→ Passage provided:
——

[gmx-developers] [RFC] thread affinity in mdrun

Szilárd Páll szilard.pall at cbr.su.se
Sun Sep 22 22:32:52 CEST 2013


On Sun, Sep 22, 2013 at 8:29 PM, Alexey Shvetsov
<alexxy at omrb.pnpi.spb.ru> wrote:
> Hi!
>
> Szilárd Páll писал 22-09-2013 19:49:
>
>> Hi,
>>
>> On Fri, Sep 20, 2013 at 7:06 AM, Alexey Shvetsov
>> <alexxy at omrb.pnpi.spb.ru> wrote:
>>>
>>> Hi!
>>>
>>> I saw issues with demo Numascale system[1] and default (without external
>>> mpi) mdrun behavior -- it pins all 128 threads to first ~20 cores.
>>> Version
>>> with external  MPI (numascale provides openmpi offload module) works
>>> fine.
>>
>>
>> That's possible. I don't know of any testing done on Numascale systems
>> - at least not for 4.6. Feel free to file a bug report! However,
>> somebody with access to the machine would need to contribute a patch
>> or at least help figuring out what does not work correctly in the
>> current hardware detection code.
>
>
> Currently I don't have access to NumaScale hw, but we plan to get small
> system (2x2x2 3D torus) by the end of this year, so it will be possible to
> check whats going wrong. As I know currently even hwloc code doesn't work
> well on NumaScale.

In that case, as GROMACS uses probably similar approach to hwloc (I
assume) - cpuid to get package/core ID to get hardware thread layout
mapping to OS CPU id-s -, a fix will probably require either
- detecting a Numascale system, disabling pinning, and leaving it for
the user or
- implementing a special case for Numascale with hard-coded OS CPU id
to hardware thread mapping (which is probably just linear 1-1).

>
>
>> Cheers,
>> --
>> Szilárd
>>
>>>
>>> [1] http://numascale.com/numa_access.php
>>>
>>> Szilárd Páll писал 19-09-2013 21:53:
>>>
>>>> Hi,
>>>>
>>>> I would like to get feedback on an issue (or more precisely a set of
>>>> issues) related to thread/process affinities and
>>>> i) the way we should (or should not) tweak the current behavior and
>>>> ii) the way we should proceed in the future.

——

→ Stated exercise:
Print the lines of the mdrun thread-affinity post word for word, starting with "In that case, as" and going on through "just linear 1-1).".

——

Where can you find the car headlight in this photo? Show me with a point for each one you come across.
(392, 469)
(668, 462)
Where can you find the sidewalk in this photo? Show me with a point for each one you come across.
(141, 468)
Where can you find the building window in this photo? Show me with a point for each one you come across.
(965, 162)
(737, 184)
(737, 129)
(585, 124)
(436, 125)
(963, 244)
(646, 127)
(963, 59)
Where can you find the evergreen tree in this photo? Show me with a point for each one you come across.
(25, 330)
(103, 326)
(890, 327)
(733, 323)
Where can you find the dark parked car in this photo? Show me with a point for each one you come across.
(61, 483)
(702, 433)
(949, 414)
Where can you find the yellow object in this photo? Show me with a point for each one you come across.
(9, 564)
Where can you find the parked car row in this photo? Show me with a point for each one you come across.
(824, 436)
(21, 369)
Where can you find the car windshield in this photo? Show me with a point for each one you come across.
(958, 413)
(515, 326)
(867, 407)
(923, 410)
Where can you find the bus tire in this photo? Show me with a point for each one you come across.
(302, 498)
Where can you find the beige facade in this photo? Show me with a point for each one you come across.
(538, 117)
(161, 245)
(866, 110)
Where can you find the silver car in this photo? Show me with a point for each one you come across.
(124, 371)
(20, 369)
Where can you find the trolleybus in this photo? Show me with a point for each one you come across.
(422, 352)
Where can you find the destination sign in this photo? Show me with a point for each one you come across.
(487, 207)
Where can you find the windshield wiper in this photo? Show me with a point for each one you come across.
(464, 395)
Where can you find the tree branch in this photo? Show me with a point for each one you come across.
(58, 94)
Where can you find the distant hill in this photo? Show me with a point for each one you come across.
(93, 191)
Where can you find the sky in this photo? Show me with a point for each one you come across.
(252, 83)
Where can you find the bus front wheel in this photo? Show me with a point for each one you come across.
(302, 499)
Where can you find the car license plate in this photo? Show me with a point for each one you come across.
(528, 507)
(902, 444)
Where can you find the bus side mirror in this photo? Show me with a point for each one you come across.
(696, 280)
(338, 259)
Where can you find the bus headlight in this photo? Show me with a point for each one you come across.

——

→ Finished answer:
In that case, as GROMACS uses probably similar approach to hwloc (I
assume) - cpuid to get package/core ID to get hardware thread layout
mapping to OS CPU id-s -, a fix will probably require either
- detecting a Numascale system, disabling pinning, and leaving it for
the user or
- implementing a special case for Numascale with hard-coded OS CPU id
to hardware thread mapping (which is probably just linear 1-1).